Both the space white paper and cyberspace security strategy reflect Xi’s worldview and aspiration to realize the Chinese Dream. The latter’s preamble calls out the strategy as an “important guarantee to realize the Two Centenaries struggle objective and realize the Chinese Dream of the great rejuvenation of the Chinese nation.” Therefore, like the white paper, one should also read beyond the noble sentiments of global interests, global peace and development, and global security; and examine the strategy through the underlying context of the Chinese Dream. What is the purpose and role of cyberspace to national rejuvenation; the vision of cyberspace power as it relates to national rejuvenation; and through which principles will cyberspace play a role in fulfilling national rejuvenation?
The role of the PLA is likewise carefully understated (or obfuscated) throughout the strategy in the euphemism of “national security.” The references in the introduction, objectives, principles, and strategic tasks quietly underscore the PLA’s imperatives to protect itself (and the nation) against harmful cyberspace attacks and intrusions from state and non-state actors and to extend the law of armed conflict into cyberspace to manage the increasing international competition – both of which acknowledge cyberspace as a battlespace that must be contested and defended.
The strategy also puts high importance on international and domestic legal structures, standards, and norms. Beijing wants to leverage the existing international legal framework and accepted norms of behavior to develop accompanying national laws to advance its national interests in cyberspace without constraining or hindering its own freedom of action in the future where the balance of cyberspace power may become more favorable.

◆ Data provided

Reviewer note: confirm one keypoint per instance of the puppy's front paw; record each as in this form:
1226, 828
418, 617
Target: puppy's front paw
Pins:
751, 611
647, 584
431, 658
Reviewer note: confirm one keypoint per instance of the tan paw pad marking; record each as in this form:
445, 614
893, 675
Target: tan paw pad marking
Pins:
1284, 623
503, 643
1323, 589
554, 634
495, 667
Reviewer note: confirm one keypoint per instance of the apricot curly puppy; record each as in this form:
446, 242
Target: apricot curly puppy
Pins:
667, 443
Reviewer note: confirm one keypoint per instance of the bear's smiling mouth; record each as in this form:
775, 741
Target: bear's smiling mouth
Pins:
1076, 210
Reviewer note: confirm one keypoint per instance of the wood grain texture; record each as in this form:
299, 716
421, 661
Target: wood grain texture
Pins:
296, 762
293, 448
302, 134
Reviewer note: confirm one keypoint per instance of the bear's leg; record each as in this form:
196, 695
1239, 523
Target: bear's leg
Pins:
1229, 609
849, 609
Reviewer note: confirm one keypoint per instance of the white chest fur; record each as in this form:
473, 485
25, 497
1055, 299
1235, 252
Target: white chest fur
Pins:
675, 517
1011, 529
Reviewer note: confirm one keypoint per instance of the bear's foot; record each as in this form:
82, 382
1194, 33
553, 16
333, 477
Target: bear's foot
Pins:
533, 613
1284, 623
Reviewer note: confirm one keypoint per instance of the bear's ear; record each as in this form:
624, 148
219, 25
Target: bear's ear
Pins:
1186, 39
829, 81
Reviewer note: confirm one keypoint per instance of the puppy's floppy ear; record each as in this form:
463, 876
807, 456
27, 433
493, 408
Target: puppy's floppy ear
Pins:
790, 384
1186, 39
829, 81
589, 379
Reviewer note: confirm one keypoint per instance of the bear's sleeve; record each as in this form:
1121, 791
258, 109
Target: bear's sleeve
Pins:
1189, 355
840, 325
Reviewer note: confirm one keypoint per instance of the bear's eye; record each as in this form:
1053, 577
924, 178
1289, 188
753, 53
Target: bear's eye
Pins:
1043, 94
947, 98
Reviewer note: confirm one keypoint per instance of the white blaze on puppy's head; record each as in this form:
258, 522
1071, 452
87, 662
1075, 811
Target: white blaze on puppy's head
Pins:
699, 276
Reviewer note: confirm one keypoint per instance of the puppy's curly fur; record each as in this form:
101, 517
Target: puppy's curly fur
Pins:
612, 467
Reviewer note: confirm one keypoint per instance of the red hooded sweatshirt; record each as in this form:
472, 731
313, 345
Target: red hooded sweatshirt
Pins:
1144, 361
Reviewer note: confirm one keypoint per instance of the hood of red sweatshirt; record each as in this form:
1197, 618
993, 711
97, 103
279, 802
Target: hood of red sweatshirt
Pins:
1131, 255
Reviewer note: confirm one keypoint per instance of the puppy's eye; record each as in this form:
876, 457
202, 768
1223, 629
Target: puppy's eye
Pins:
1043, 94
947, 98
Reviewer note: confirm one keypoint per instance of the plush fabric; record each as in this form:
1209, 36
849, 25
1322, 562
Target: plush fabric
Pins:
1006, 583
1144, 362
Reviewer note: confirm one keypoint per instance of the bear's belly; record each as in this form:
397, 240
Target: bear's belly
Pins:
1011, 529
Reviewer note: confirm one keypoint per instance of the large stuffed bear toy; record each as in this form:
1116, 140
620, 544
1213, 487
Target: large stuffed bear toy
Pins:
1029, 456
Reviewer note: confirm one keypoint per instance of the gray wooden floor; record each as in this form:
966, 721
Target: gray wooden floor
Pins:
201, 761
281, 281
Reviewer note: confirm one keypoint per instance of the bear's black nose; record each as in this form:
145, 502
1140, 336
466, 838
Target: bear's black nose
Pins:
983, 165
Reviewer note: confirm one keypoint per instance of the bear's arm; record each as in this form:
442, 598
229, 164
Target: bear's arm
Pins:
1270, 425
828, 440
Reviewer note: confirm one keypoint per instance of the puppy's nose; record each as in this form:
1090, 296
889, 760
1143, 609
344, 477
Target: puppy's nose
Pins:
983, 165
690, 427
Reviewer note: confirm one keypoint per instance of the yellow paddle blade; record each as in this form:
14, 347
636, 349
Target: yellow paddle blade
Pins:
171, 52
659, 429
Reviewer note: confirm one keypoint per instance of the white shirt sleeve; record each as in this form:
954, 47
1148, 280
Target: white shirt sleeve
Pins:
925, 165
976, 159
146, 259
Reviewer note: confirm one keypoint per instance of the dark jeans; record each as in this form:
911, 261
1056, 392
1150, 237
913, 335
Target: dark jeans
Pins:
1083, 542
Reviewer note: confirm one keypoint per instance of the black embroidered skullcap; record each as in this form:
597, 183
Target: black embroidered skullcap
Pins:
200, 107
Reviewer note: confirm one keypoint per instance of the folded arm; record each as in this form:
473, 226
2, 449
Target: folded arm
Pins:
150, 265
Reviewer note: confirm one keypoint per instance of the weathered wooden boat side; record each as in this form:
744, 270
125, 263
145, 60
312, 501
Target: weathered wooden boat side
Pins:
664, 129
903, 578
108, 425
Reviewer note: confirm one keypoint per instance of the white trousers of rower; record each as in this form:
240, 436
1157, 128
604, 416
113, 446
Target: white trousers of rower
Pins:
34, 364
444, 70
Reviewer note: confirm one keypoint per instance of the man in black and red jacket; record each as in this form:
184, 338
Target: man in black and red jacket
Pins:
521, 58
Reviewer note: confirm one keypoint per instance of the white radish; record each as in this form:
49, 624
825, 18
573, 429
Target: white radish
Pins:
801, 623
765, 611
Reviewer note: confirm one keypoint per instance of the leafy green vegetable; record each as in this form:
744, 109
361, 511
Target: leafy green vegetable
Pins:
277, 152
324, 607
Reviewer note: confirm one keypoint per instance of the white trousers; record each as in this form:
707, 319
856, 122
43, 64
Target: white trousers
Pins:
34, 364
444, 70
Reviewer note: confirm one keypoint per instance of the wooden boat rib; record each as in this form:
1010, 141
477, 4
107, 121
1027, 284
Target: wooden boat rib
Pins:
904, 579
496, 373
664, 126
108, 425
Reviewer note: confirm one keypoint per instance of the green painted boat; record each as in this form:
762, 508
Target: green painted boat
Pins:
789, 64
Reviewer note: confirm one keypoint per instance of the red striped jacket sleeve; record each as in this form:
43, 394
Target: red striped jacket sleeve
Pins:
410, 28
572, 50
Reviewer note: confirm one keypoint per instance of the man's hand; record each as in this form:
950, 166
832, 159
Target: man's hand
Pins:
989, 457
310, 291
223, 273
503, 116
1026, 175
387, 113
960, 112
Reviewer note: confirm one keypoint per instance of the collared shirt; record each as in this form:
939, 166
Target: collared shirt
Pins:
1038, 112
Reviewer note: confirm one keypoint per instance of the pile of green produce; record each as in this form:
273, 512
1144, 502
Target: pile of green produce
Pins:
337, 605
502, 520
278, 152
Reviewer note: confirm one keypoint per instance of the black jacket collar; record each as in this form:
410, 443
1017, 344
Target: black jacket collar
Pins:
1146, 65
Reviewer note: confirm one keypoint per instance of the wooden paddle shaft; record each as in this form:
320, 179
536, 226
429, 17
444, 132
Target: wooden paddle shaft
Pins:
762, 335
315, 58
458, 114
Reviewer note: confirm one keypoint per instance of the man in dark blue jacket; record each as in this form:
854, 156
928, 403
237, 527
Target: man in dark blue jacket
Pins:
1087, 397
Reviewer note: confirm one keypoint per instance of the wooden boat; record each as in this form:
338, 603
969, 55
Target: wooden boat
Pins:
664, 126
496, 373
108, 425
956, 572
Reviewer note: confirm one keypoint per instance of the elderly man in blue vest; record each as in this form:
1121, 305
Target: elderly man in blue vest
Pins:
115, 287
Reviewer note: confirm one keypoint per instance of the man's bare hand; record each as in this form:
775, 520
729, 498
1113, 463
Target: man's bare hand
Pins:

◆ What is asked
1: In the passage on China's cyberspace strategy, rewrite the section starting with "The role of" and going on through "contested and defended.", changing "PLA" to "People's Liberation Army".
2: According to the passage on China's cyberspace strategy, the strategy's preamble calls the strategy an important guarantee for realizing what?

◆ Exercise results
1:
The role of the People's Liberation Army is likewise carefully understated (or obfuscated) throughout the strategy in the euphemism of “national security.” The references in the introduction, objectives, principles, and strategic tasks quietly underscore the People's Liberation Army’s imperatives to protect itself (and the nation) against harmful cyberspace attacks and intrusions from state and non-state actors and to extend the law of armed conflict into cyberspace to manage the increasing international competition – both of which acknowledge cyberspace as a battlespace that must be contested and defended.

2: The Two Centenaries struggle objective and the Chinese Dream of the great rejuvenation of the Chinese nation.